__Alıştırma görevi A__. Beynelmilel filmi üzerine yazıdan bir bölümü hiç değiştirmeden yazın. "Bilirsiniz; en kıvrak" sözcüklerinin geçtiği yerden başlayın ve "hafta sinemaya gidin." sözcüklerinden sonra durun.

__Verilen metin__.
■ ■ ■ ■

Beynelmilel olarak...

Uzun zamandır seyrettiğim en güzel film! Kusursuz bir senaryo, ne anlatmak istediğini bilen berrak, sade bir reji ve büyük oyunculuk gösterisi...

Haberin Devamı

Uzun zamandır seyrettiğim en güzel film!

Kusursuz bir senaryo, ne anlatmak istediğini bilen berrak, sade bir reji ve büyük oyunculuk gösterisi...

Beynelmilel, adı gibi uluslararası bir başarının muhtemel adayı.

Babam ve Oğlum’u izlerken “bu film çok başarılı olacak” düşüncesi hiç çıkmamıştı kafamdan.

Beynelmilel’i izlerken de aynı beğeni ve inançla “İşte Türkiye’den dünyaya çok şey anlatabilecek evrensel bir hikâye” diye düşündüm.

Almanya’da, İngiltere’de, Irak’ta, Arjantin’de, Şili’de, İspanya’da izlerken gülmeyecek ve ağlamayacak hepsinden önemlisi bu filmi “anlamayacak” bir “sinema izleyicisi” olabileceğini düşünemiyorum.

***

Bilirsiniz; en kıvrak halk şarkılarının insanın etini acıtan bir hüznü vardır.

İşte bu film de bir düğünde nedenini bilemeden, kağıt kesiği gibi ince bir sızıyla insanı ağlatan o şarkılar gibi...

Eğer görmezseniz yazık edersiniz...

Bu hafta sinemaya gidin.

Bu hafta mutlaka Beynelmilel’i izleyin.

Cezmi Baskın’ın o sıcacık, doğal, şahane oyununu, Özgü Namal’ın ilahi bir yetenekle kalbinizi avuçlayan halini görün...

Yani süslü lafları bir kenara bırakırsak; çok çok iyi oynamışlar demek yeterli olur mu bilmiyorum.

***

Senaryo Sırrı Süreyya Önder’in.

Filmi Muharrem Gülmez ile birlikte yönetmişler. Senaryo senaristinin elinde çok uzun yıllar içinde şekillenmiş.

Dünya sinema tarihinde çok özel yerler edinmiş “Il Postino” gibi, “Cinema Paradiso” gibi, “Underground” gibi bir ömür boyu anlatıcısının peşinden giden gerçek bir hikâyeye dayanıyor filmin öyküsü...

Bir kere değil, en az iki kere izlenmesi gerekiyor hatta...

■ ■ ■ ■

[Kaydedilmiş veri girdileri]
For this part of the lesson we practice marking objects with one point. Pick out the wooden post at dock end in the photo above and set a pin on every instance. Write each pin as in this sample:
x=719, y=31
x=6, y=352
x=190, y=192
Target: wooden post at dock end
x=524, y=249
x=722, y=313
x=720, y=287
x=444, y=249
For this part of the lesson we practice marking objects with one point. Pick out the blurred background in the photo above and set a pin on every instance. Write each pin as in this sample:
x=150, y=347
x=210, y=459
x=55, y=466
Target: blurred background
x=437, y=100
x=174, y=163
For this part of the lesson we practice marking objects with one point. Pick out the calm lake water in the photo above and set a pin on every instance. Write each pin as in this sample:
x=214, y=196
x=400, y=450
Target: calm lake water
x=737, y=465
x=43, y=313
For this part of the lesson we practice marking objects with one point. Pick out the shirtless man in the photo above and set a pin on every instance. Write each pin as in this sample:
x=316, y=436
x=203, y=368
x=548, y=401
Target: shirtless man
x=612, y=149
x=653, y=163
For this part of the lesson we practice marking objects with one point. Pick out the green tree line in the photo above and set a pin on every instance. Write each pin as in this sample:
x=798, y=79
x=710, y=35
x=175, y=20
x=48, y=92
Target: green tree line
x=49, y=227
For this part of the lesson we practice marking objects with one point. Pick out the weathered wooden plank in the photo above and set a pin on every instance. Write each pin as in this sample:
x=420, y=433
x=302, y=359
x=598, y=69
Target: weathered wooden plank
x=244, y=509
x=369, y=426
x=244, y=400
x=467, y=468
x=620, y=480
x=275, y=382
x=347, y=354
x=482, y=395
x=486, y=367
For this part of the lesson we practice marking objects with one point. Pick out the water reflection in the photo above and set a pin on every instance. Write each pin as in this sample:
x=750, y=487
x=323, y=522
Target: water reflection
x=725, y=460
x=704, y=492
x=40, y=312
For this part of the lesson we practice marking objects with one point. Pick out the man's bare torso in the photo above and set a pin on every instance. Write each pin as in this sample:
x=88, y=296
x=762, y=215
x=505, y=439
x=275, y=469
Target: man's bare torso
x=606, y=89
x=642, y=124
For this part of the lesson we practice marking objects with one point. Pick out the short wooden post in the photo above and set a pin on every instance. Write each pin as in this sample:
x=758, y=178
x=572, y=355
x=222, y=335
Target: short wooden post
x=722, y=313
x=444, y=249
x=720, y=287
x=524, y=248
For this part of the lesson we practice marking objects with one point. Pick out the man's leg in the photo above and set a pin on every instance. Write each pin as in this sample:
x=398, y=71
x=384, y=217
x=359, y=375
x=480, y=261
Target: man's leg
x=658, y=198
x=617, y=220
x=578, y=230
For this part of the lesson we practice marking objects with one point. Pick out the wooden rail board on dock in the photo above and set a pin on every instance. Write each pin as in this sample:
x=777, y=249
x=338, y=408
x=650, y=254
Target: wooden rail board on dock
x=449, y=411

■ ■ ■ ■

__Alıştırma görevi B__. Kayıtlardaki satırları aynen yeniden verin. "out the blurred" ifadesini içeren satırdan başlayın, "x=49, y=227" ifadesini içeren satırdan sonra durun; iki uç satır da dahil yalnızca bu satırları verin.

__Yanıt A__.
Bilirsiniz; en kıvrak halk şarkılarının insanın etini acıtan bir hüznü vardır.

İşte bu film de bir düğünde nedenini bilemeden, kağıt kesiği gibi ince bir sızıyla insanı ağlatan o şarkılar gibi...

Eğer görmezseniz yazık edersiniz...

Bu hafta sinemaya gidin.

__Yanıt B__.
For this part of the lesson we practice marking objects with one point. Pick out the blurred background in the photo above and set a pin on every instance. Write each pin as in this sample:
x=150, y=347
x=210, y=459
x=55, y=466
Target: blurred background
x=437, y=100
x=174, y=163
For this part of the lesson we practice marking objects with one point. Pick out the calm lake water in the photo above and set a pin on every instance. Write each pin as in this sample:
x=214, y=196
x=400, y=450
Target: calm lake water
x=737, y=465
x=43, y=313
For this part of the lesson we practice marking objects with one point. Pick out the shirtless man in the photo above and set a pin on every instance. Write each pin as in this sample:
x=316, y=436
x=203, y=368
x=548, y=401
Target: shirtless man
x=612, y=149
x=653, y=163
For this part of the lesson we practice marking objects with one point. Pick out the green tree line in the photo above and set a pin on every instance. Write each pin as in this sample:
x=798, y=79
x=710, y=35
x=175, y=20
x=48, y=92
Target: green tree line
x=49, y=227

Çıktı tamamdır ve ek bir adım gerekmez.